BRIEF:
Copy the items from the line with "Do you see the halter noseband" to the line with "[0,253,600,313]", both lines included, with the requests unchanged. Multiply every box coordinate in the answers by 1.5 and round to whole numbers, with halves rounded up.
** begin **
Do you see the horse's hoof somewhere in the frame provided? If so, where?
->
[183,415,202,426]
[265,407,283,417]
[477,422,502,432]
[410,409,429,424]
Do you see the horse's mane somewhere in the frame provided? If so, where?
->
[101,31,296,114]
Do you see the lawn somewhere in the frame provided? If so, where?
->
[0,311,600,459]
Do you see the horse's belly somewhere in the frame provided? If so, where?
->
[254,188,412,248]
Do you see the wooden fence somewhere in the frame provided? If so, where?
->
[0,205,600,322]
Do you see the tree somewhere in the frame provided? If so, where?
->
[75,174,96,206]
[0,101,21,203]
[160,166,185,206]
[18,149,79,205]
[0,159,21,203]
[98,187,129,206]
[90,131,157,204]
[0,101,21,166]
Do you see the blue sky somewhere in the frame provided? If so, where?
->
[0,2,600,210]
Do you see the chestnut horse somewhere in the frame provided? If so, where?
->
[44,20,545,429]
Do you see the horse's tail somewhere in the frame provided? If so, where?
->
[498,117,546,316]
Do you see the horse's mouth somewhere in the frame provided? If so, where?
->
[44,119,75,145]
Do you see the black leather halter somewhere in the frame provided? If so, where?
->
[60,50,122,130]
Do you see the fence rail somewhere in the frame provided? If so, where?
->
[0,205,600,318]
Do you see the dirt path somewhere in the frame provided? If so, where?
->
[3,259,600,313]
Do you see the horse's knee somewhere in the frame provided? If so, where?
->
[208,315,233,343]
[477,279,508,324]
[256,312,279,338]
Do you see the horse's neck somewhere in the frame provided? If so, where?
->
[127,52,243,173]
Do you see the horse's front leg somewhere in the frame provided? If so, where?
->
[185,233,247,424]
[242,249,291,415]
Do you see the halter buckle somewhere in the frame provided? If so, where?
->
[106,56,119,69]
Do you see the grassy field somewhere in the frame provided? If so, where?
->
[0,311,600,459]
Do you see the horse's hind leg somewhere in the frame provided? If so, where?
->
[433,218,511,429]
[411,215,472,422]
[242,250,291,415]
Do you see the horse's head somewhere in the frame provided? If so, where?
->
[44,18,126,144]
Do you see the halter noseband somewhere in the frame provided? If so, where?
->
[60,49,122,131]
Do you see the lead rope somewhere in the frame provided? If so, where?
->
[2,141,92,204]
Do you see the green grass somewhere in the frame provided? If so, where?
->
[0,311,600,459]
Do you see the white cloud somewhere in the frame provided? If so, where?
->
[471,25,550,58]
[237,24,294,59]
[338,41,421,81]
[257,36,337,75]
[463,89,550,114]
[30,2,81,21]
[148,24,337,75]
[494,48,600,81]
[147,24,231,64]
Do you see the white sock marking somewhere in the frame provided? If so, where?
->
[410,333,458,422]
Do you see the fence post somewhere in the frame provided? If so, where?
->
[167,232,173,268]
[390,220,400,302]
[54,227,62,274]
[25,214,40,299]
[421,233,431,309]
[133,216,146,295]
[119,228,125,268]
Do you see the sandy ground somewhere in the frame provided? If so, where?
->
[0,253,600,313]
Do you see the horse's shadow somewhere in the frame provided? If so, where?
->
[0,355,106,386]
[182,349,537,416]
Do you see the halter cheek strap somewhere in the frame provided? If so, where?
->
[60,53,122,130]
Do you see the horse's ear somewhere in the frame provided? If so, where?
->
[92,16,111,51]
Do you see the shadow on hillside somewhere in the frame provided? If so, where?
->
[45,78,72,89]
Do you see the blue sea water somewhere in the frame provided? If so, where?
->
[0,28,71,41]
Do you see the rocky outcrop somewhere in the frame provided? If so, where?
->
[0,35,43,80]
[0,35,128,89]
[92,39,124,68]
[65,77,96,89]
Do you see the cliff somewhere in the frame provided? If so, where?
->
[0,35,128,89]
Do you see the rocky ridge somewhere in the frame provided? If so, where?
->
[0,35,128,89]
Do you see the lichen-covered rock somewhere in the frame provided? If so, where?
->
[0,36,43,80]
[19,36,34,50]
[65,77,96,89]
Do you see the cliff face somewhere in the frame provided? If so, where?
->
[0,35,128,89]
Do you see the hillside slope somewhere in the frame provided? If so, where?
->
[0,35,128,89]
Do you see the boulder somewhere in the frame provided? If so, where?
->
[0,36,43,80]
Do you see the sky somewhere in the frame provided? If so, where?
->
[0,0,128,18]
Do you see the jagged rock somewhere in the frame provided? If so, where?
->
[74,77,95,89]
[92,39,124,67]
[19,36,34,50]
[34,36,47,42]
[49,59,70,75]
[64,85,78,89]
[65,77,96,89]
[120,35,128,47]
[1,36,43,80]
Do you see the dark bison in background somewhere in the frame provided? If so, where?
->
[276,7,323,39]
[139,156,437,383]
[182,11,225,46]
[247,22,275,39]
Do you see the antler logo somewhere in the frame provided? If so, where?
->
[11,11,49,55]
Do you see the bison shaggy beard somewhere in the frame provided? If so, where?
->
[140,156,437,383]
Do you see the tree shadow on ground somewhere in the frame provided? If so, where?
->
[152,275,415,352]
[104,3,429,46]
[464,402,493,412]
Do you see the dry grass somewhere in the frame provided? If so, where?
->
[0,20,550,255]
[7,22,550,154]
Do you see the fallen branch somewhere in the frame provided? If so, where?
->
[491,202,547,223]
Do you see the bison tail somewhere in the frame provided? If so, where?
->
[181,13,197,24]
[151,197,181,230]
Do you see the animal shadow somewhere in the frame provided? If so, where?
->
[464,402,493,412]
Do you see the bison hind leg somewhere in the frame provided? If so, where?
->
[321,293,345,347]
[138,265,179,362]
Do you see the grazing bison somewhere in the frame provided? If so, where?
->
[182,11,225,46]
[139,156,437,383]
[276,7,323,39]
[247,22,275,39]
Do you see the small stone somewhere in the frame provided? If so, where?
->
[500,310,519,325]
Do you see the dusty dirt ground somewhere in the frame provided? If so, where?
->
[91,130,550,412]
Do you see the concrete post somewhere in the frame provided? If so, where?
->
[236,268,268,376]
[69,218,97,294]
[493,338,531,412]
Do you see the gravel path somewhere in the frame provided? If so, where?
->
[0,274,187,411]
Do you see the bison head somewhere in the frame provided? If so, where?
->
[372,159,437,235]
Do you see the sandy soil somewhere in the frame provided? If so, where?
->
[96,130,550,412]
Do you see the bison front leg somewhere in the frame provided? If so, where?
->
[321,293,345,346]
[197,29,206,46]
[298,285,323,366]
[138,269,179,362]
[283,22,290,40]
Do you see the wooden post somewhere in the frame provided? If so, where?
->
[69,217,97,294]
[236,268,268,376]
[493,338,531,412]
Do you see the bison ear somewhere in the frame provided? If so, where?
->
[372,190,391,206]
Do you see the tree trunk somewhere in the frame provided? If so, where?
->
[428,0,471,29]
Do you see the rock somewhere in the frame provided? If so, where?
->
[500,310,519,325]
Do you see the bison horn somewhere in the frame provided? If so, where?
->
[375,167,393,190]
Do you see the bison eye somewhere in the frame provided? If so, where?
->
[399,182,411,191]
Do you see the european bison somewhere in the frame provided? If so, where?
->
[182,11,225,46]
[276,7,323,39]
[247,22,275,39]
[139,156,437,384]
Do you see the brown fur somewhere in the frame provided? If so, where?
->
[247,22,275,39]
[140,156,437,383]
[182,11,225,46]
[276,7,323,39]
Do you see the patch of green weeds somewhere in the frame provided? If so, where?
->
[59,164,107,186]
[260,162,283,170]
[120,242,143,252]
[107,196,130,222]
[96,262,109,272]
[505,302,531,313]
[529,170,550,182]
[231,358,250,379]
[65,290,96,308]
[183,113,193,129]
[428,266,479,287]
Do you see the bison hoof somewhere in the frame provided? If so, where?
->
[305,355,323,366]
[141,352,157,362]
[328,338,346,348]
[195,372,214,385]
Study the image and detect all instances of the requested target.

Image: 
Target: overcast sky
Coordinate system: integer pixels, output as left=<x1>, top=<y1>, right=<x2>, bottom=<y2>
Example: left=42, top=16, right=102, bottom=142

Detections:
** end **
OUTPUT OF THE EXERCISE:
Do you see the halter noseband somewhere in the frame provided? If so, where?
->
[90,74,183,197]
Do you see the lead rope somewhere in the frame provided? If so, where?
->
[3,212,138,306]
Do you see the green grass somewhere in the frame provided? If so, where?
->
[0,467,900,689]
Do you see the white cloud somewhere in the frame provided? If so, where?
->
[707,38,825,87]
[356,36,441,89]
[507,62,632,122]
[386,54,506,113]
[695,134,825,171]
[45,3,122,32]
[222,36,506,113]
[741,72,900,122]
[221,36,347,96]
Do you see the white sock marking somewhere in the frame provided? If so, where?
->
[615,500,687,633]
Do you see the fence post somewhere in the frame provided? If so, where?
->
[251,348,260,402]
[585,330,600,453]
[81,341,93,411]
[38,321,60,449]
[632,350,647,464]
[200,324,219,443]
[179,342,188,402]
Do you see the sandy ground somewhere in the frame provided? If so, where?
->
[0,380,900,470]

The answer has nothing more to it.